**TASK TO COMPLETE:** Show each line of the entries below that contains the word "yellow".

START

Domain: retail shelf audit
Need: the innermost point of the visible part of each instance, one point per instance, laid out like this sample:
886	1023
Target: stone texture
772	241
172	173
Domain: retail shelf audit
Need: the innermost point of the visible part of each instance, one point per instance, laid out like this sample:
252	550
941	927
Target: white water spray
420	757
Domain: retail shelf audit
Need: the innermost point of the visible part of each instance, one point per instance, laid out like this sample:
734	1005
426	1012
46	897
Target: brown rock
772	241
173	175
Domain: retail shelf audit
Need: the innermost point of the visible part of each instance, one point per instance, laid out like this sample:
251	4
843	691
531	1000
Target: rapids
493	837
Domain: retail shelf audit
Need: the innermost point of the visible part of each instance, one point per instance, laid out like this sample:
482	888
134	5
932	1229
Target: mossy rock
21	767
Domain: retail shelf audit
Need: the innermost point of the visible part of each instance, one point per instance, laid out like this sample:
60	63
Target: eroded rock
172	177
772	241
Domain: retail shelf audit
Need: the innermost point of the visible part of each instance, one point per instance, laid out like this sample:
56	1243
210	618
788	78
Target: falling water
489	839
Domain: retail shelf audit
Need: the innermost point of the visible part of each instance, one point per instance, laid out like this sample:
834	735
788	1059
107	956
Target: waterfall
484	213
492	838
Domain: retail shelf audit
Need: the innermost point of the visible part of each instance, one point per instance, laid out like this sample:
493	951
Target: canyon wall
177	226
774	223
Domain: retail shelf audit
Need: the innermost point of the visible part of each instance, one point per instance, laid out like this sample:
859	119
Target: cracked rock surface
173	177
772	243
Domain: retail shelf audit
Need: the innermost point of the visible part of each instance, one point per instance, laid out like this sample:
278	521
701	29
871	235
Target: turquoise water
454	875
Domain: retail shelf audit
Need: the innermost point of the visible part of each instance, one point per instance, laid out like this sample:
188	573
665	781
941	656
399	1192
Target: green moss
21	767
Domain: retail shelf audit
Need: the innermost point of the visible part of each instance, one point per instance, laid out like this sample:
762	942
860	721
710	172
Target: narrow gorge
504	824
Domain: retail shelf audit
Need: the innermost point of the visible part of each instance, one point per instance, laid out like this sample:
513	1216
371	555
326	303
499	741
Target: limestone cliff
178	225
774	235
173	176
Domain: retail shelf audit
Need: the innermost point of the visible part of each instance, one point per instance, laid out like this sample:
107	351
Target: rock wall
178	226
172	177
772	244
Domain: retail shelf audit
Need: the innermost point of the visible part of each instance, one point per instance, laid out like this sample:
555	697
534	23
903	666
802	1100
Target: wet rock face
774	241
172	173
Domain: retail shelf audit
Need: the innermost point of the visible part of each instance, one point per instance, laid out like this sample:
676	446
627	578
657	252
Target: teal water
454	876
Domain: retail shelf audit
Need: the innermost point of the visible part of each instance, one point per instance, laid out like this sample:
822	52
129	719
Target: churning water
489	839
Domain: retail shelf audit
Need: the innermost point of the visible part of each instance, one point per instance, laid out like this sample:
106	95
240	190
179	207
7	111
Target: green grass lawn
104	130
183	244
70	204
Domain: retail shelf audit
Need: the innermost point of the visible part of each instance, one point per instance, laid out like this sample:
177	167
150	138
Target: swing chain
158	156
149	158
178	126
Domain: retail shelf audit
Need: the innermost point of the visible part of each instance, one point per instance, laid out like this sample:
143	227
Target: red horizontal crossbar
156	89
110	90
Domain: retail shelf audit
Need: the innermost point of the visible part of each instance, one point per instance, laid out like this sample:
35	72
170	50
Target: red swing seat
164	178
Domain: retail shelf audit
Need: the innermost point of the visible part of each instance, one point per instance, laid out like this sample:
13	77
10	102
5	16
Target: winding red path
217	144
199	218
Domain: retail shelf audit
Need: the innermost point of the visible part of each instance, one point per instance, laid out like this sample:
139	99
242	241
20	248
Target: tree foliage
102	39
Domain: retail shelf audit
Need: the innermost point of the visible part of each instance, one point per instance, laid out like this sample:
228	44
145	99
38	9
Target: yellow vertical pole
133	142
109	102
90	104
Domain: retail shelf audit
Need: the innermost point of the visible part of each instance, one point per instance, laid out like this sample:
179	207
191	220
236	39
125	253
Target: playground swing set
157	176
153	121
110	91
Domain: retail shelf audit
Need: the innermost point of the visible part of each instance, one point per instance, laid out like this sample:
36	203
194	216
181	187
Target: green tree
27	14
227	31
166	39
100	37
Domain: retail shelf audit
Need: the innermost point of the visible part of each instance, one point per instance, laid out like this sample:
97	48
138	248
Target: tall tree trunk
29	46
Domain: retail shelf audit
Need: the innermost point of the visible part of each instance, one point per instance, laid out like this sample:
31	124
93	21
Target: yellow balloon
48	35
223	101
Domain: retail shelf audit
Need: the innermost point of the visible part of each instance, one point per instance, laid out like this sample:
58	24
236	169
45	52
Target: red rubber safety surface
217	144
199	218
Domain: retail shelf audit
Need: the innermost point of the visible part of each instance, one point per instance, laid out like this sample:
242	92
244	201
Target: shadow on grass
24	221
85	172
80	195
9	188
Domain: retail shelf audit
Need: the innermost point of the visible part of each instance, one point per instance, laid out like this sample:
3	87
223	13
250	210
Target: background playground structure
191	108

END

**CORRECT ANSWER:**
Target: yellow vertical pole
Target: yellow balloon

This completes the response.